TEXT TO READ:
A recent study of black holes confirmed a fundamental prediction that the theoretical physicist made nearly five decades ago. But the ultimate award is beyond his reach

Did death cheat Stephen Hawking of a Nobel Prize? When the iconic physicist died, on March 14th, 2018, data was already in hand that could confirm an ominous and far-reaching prediction he had made more than four decades before. Hawking had posited that black holes, those maws of gravitational doom, could only grow larger, never smaller – swallowing information as they went and so threatening our ability to trace the history of the universe.

That data was obtained in 2015 when the Laser Interferometer Gravitational-Wave Observatory, or Ligo, recorded signals from two massive black holes that had collided and created an even more massive black hole. Hawking’s prediction was a first crucial step in a series of insights about black holes that have transformed modern physics. At stake is whether Einsteinian gravity, which shapes the larger universe, plays by the same rules as quantum mechanics, the paradoxical rules that prevail inside the atom.

Stephen Hawking, arguably one of the most celebrated and honoured researchers, never won a Nobel Prize and now never will. His story is a reminder of how the ultimate prestige award is subject to the fickleness of fate

A confirmation of Hawking’s prediction was published this summer in Physical Review Letters. A team led by Maximiliano Isi, a physicist at Massachusetts Institute of Technology, and his colleagues had spent years digging into the details of the Ligo results, and in July the scientists finally announced that Hawking was right, at least for this particular black-hole collision.

REQUIRED TASKS:
a) According to the article on Stephen Hawking, in what year did Ligo record the signals from the two colliding black holes?
b) Reproduce the passage of the article on Stephen Hawking from "Did death cheat" to "of the universe.".

ENTRIES:

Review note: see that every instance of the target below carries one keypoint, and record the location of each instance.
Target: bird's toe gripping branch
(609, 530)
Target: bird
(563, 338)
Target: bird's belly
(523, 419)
---
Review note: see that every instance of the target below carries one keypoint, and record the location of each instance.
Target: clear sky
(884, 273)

PROBLEM SOLUTIONS:
a) 2015

b)
Did death cheat Stephen Hawking of a Nobel Prize? When the iconic physicist died, on March 14th, 2018, data was already in hand that could confirm an ominous and far-reaching prediction he had made more than four decades before. Hawking had posited that black holes, those maws of gravitational doom, could only grow larger, never smaller – swallowing information as they went and so threatening our ability to trace the history of the universe.